[start]
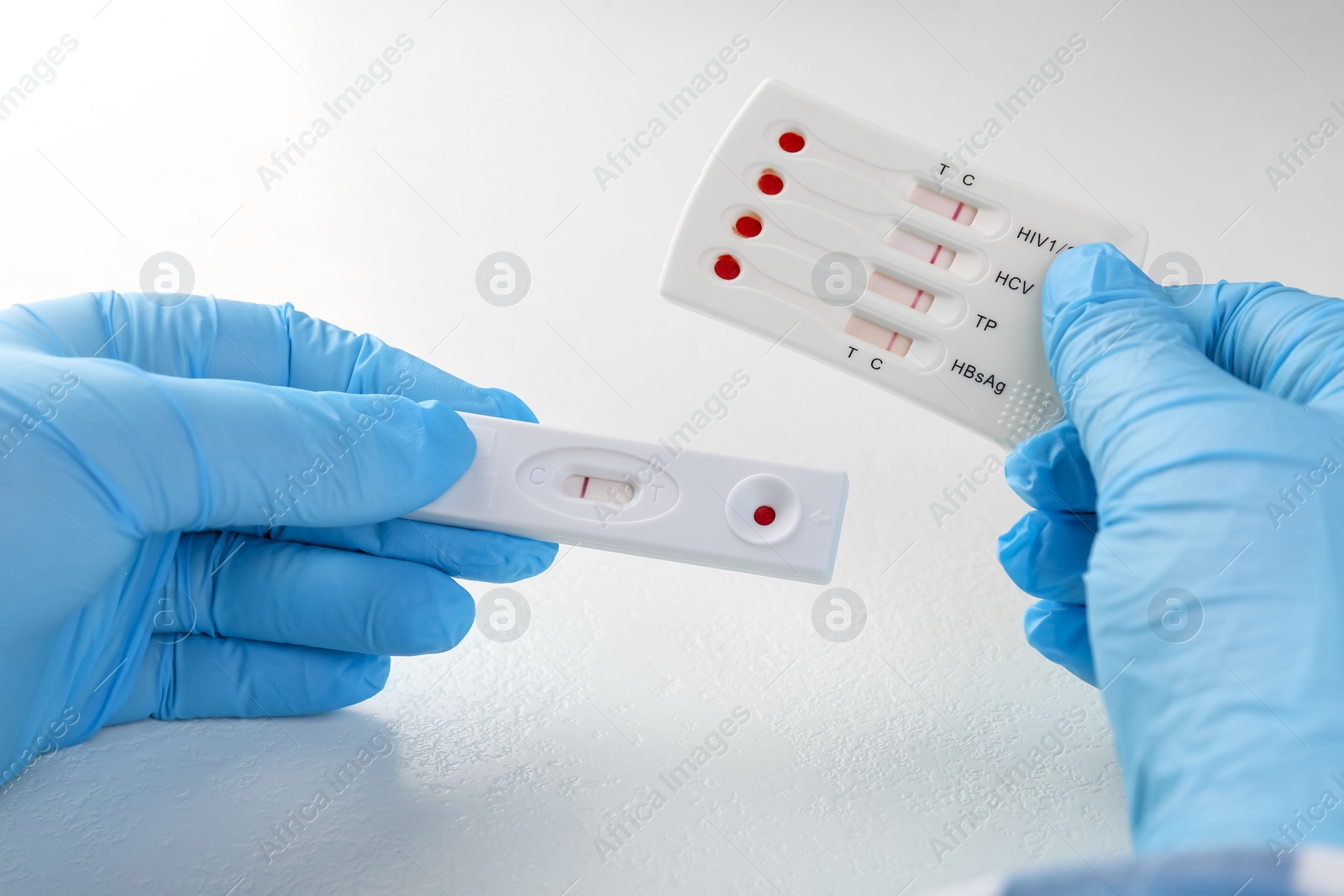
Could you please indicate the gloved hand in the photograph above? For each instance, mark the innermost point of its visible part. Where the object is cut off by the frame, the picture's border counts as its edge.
(1186, 544)
(199, 515)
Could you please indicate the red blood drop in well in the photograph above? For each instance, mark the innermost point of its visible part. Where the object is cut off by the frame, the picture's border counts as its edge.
(727, 268)
(748, 226)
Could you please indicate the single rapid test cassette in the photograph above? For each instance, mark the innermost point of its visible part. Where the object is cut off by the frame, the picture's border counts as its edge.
(904, 266)
(654, 500)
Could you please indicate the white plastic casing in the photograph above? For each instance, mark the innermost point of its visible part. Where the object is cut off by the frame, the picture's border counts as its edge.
(654, 500)
(851, 191)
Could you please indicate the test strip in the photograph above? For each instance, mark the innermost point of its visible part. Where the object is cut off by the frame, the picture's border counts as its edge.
(927, 250)
(945, 206)
(900, 291)
(593, 488)
(635, 497)
(878, 335)
(936, 235)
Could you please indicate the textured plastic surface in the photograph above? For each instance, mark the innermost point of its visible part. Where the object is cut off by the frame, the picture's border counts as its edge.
(859, 228)
(654, 500)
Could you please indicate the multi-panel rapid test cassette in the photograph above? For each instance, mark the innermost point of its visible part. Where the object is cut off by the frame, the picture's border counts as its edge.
(907, 268)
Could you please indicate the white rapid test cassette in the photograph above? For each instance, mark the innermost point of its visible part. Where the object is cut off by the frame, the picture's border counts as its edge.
(887, 259)
(652, 500)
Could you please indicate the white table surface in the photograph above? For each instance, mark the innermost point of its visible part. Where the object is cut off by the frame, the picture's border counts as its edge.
(510, 759)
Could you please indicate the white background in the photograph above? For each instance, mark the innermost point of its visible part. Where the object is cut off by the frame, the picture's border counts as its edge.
(510, 759)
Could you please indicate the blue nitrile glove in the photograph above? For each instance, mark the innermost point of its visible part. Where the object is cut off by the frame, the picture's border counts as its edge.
(163, 476)
(1189, 521)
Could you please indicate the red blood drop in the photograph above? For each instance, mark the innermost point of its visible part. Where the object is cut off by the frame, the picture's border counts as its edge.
(748, 226)
(727, 268)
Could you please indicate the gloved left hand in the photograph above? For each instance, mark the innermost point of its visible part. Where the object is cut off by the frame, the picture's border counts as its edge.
(199, 515)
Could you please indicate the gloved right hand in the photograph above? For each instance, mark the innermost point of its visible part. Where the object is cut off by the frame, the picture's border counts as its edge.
(1187, 543)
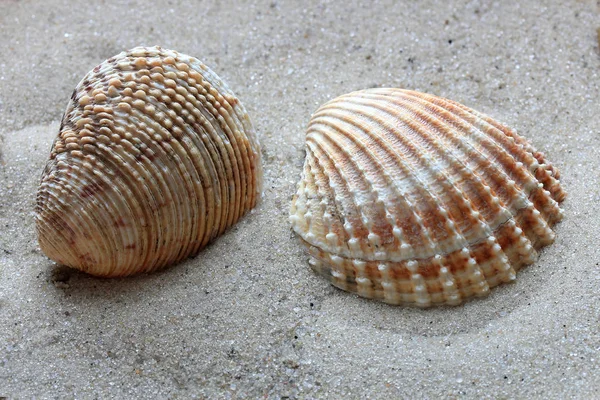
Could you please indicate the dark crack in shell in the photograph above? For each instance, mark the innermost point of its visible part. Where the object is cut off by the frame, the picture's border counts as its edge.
(155, 158)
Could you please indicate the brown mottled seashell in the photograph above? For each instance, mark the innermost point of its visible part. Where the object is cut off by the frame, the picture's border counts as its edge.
(409, 198)
(155, 157)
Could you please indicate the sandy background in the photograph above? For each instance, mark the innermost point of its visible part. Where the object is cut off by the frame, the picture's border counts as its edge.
(247, 318)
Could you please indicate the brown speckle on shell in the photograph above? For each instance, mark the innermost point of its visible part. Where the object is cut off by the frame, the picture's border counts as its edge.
(155, 157)
(409, 198)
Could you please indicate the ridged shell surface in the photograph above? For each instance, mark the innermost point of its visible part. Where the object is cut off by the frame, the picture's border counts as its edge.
(155, 157)
(409, 198)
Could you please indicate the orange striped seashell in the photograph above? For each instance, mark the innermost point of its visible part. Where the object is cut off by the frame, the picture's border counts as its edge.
(155, 158)
(410, 198)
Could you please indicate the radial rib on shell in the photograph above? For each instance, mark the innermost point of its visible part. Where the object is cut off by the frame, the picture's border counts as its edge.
(155, 157)
(410, 198)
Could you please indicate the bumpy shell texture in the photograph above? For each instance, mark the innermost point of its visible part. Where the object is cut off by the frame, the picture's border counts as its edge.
(155, 157)
(409, 198)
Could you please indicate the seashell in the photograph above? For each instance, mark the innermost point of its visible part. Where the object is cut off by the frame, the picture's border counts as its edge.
(409, 198)
(155, 158)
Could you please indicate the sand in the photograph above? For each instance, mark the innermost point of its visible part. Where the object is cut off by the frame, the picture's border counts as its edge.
(247, 317)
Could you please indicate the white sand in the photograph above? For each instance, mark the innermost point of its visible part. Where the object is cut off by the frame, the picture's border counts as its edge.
(247, 317)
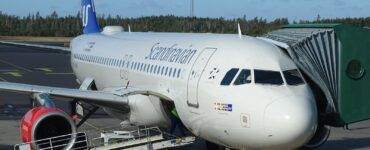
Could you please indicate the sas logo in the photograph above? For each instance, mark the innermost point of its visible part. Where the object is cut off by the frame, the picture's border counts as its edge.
[end]
Task statement:
An exact transcription of all the entries is required, without the pictures.

Exercise output:
Could you please indicate the gloved hand in the photograph above? For each instance, mark the innermost point of its visible part. Where the object is cut off by the frame, the picture's border counts as its edge.
(1186, 544)
(199, 515)
Could you please indicate the red blood drop in well in the photograph above? For each instance, mark the innermost point of its visible part. Where the object is cut off by the frame, the picture's border counts as its edge.
(727, 268)
(748, 226)
Could you please indicate the single rapid test cassette in the photograph above? For each instance, mark the innermost point of its visible part. Where the object is cut off by the frame, the picture's border counts as its edge.
(904, 266)
(654, 500)
Could you please indicate the white plastic casing in the photograph above? For each instance, mark the innermost point of its visible part. Where the object is cut off by the frame, the picture's border counts as its edge.
(654, 500)
(851, 191)
Could you please indicate the test strip in the photograph above? For each instance, mark the innermost point of its visible part. Where the object is cut off by the frame, the picture's border counts as its edge.
(927, 250)
(945, 206)
(900, 291)
(593, 488)
(635, 497)
(878, 335)
(936, 235)
Could you please indicate the textured plastic surface in the photograph above? For each instance, mark the innermost point of its visible part. Where the object is cut off by the frame, the picture's border counts as its edge.
(859, 228)
(654, 500)
Could you please indicate the multi-panel rapid test cassette in the photograph above? For each instance, mark the innermost point of its visible part. Where the object is cut off by the frame, the picture's border counts as its edge.
(907, 268)
Could you please indicate the white rapid test cassette in the photograph above? For each instance, mark the innermost point of its visible part. Where the object is cut off by the frame, the picture's border counts as its edge.
(887, 259)
(652, 500)
Could you please indicate the white table surface in the photograph above? For each instance, mark the innermost point of its visible part. Where the object is cut off by the frame, the picture's border counts as its edge.
(510, 759)
Could you please indicate the white background in the photograph above? For each instance, mark the innermost point of its visible part. Where the object is cut off by the frame, the picture's border counts as its edge.
(510, 759)
Could you please indicate the blue nitrile glove in the photograph above? For each instance, mark the innermost point of its visible part. Where the object is cut off by the frame, the picture's border counts as its edge.
(163, 476)
(1189, 521)
Could you please indicate the red blood drop in the photograph above? For each instance, mark the innermost point of its visible part. Where the object is cut off by the frame, the picture's border counts as its edge.
(748, 226)
(727, 268)
Could you please indicate the gloved left hand in the photograph above? For each instance, mark the innermost point of its visible part. Where the object is cut off by the frame, the picture's border counts as its edge.
(199, 515)
Could you please indicate the gloved right hand in the photograph above? For each instance, mark the innermost point of its visible part. Where the object is cut off by the frame, the picture's border counts as its edge.
(1187, 543)
Could you please indicate the dark crack in shell in the photograph above? For each instance, mark the innermost point of its visible part. Where the object is cut off by the frame, the picture's border counts as its edge.
(155, 158)
Could you please indicate the brown mottled seashell in the photograph above? For each instance, mark the innermost point of its visible part. Where the object is cut off by the frame, the picture's border counts as its edge.
(409, 198)
(155, 157)
Could you please indicate the sandy background in the photograph above? For each instance, mark the innermost point of its visible part. Where the object is cut off by the frame, the picture's border counts as its edge.
(247, 318)
Could you please indicate the brown speckle on shell in the photograph above? For each instance, mark the innermost point of its visible part. Where the object is cut off by the frame, the picture's border counts as its edge.
(155, 157)
(409, 198)
Could you please indicate the ridged shell surface in the photograph above? For each instance, mark the innermost point of its visible part. Where the object is cut off by the frame, the picture's border counts as its edge.
(155, 157)
(409, 198)
Could you please indicate the orange striped seashell in the photograph above? For each instance, mark the innermost point of its visible part. Where the object is cut off by the frame, the picture's border counts as its edge.
(155, 158)
(410, 198)
Could you please indicate the radial rib on shell in the photograph above? For each instance, mark the innermost point of its visible part. Where the object is cut off by the frame, the picture's border counts as its edge.
(155, 157)
(410, 198)
Could you please indicate the bumpy shell texture in the photograph above? For each instance, mark the innermost point of its visible part. Where the object is cut off by the frame, the picture's border counts as its edge.
(155, 157)
(409, 198)
Could you please indicate the seashell in the photograph above? For each instance, mark the innermost point of its visible part. Where the object is cut off by the frame, the picture's border counts as its edge.
(409, 198)
(155, 158)
Could you please indicate the sand in the photograph above? For each instance, mark the innermost point of its visible part. Where the object is cut off by the frame, the picture's border counts as its edge.
(247, 317)
Could you please indicate the white sand in the photograph above? For each instance, mark the innermost point of its visible part. Where the object is cut off by the frame, the picture's border counts as its edge.
(247, 317)
Could you please indicate the sas logo in the photograph above? For each instance, mark the innermost point of its visible part. Where the object is cut off by the frame, the picture's border counts as its edge.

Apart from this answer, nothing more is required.